• Selected passage
Dear Members of the UPOU Alumni Foundation, Inc.,

We trust this message finds you well.

On behalf of the current elected officers of the UPOU Alumni Foundation, Inc., we extend our warm greetings to you.
We are issuing this statement to inform the entire organization body about the status of the foundation, which we believe is crucial for maintaining transparency and ensuring informed decision-making.

Background Overview:

1. Upon assuming our roles in January of this year, we embarked on a comprehensive assessment of the foundation’s status, addressing both current concerns and lingering issues.
2. While we, the current elected officers, endeavored to obtain formal documentation during the turnover process, we were met with a lack of comprehensive written reports. Instead, much of the information was conveyed verbally during online meetings, leaving us with incomplete records.
3. As we navigated through our responsibilities, we uncovered several urgent and pressing concerns within the organizational framework, dating back to the foundation’s incorporation.
4. This led us to a consensus for a need to write a status report to provide transparency to the whole community as well as shed light on concerns that members of the community have.

Status Report:

To provide clarity and transparency to all members, we present the following report on the current status of the organization:
1. Financial Accessibility: Regrettably, we discovered that the original incorporators and signatories retain exclusive access to the organization’s bank account. Additionally, due to previous administrations’ failure to submit required documents to both the Securities and Exchange Commission (SEC) and the bank, we have been informed of a pending freeze order issued by the Bangko Sentral ng Pilipinas (BSP) on the account.
2. Compliance Requirements: The submission of General Information Sheets (GIS) and Financial Statements (FS) to both the bank and SEC annually is essential to maintain the organization’s registration and license. However, previous administrations failed to adhere to these requirements, resulting in the lack of a board resolution for the new set of officers to access funds.
3. Historical Compliance: While some past administrations submitted GIS and Financial Statements sporadically, consistent compliance was lacking. The last GIS submission occurred in 2010, and the last Financial Statement filing was in 2007. This is based on the record that can be accessed through SEC database.
4. SEC Show Cause Order: In 2016, the SEC issued a Show Cause Order due to non-compliance issues. Unfortunately, this matter was not addressed, and subsequent administrations failed to file the required documents.
5. Legal Implications: Consultation with a corporate lawyer revealed the possibility that the corporation may already be defunct due to prolonged non-compliance. While further verification is necessary, prolonged non-compliance typically leads to corporate dissolution after five years.
6. Local Licensing: The status of local city licensing has yet to be assessed thoroughly. Initial documents suggest potential non-compliance in this area as well, which requires further investigation.
7. Penalties and Charges: Non-compliance may incur penalties and charges, although the exact amount is currently unknown. We intend to liaise with the SEC’s Compliance, Monitoring and Audit Division to ascertain the corporation’s status and any associated penalties.

• Stored records
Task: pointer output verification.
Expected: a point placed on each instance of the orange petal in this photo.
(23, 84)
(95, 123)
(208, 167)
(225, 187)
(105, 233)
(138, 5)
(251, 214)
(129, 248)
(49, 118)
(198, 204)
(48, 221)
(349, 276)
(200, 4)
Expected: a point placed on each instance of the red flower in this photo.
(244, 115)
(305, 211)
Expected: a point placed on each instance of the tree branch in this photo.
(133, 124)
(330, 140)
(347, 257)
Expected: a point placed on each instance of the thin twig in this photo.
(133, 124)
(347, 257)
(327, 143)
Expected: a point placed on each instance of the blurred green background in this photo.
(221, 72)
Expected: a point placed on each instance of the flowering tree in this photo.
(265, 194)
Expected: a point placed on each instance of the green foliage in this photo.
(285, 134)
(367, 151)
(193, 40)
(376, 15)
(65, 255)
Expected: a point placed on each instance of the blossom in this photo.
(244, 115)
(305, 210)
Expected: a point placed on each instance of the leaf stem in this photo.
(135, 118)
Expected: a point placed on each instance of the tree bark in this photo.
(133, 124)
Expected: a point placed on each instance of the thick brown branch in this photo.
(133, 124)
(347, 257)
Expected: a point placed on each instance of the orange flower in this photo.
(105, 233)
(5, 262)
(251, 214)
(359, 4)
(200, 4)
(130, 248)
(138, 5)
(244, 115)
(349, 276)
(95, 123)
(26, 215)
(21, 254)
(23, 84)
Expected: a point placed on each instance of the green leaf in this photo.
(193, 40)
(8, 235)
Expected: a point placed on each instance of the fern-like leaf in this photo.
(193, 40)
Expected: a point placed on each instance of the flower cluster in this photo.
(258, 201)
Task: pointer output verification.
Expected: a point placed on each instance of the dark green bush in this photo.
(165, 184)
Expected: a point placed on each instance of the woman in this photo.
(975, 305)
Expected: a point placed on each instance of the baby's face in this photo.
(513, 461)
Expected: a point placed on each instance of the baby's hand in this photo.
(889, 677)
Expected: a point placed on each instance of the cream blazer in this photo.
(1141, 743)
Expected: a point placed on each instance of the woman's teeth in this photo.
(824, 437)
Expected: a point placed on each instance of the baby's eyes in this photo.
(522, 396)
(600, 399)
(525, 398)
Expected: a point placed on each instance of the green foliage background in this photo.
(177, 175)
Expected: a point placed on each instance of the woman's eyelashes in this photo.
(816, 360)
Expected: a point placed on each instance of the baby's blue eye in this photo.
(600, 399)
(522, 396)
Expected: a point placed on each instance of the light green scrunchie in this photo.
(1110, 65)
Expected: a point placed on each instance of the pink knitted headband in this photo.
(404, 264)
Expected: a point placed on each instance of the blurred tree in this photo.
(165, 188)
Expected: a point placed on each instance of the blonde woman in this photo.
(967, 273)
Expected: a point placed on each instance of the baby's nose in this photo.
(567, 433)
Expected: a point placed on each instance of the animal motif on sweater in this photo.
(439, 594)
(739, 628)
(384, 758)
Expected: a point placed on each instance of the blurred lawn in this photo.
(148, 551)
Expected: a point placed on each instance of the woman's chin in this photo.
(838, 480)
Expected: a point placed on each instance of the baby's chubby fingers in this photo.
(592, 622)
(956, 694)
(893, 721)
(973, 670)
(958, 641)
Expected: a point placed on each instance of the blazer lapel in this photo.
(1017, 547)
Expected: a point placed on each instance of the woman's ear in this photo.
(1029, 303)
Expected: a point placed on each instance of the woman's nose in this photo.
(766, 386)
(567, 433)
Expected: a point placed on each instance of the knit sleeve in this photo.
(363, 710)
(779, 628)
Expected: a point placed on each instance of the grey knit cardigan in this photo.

• Jobs
1/ According to the foundation status report, in what year did the last General Information Sheet submission occur?
2/ Report how many lines of the records contain the word "nose". Give only the number.

• Exercise results
1/ 2010

2/ 2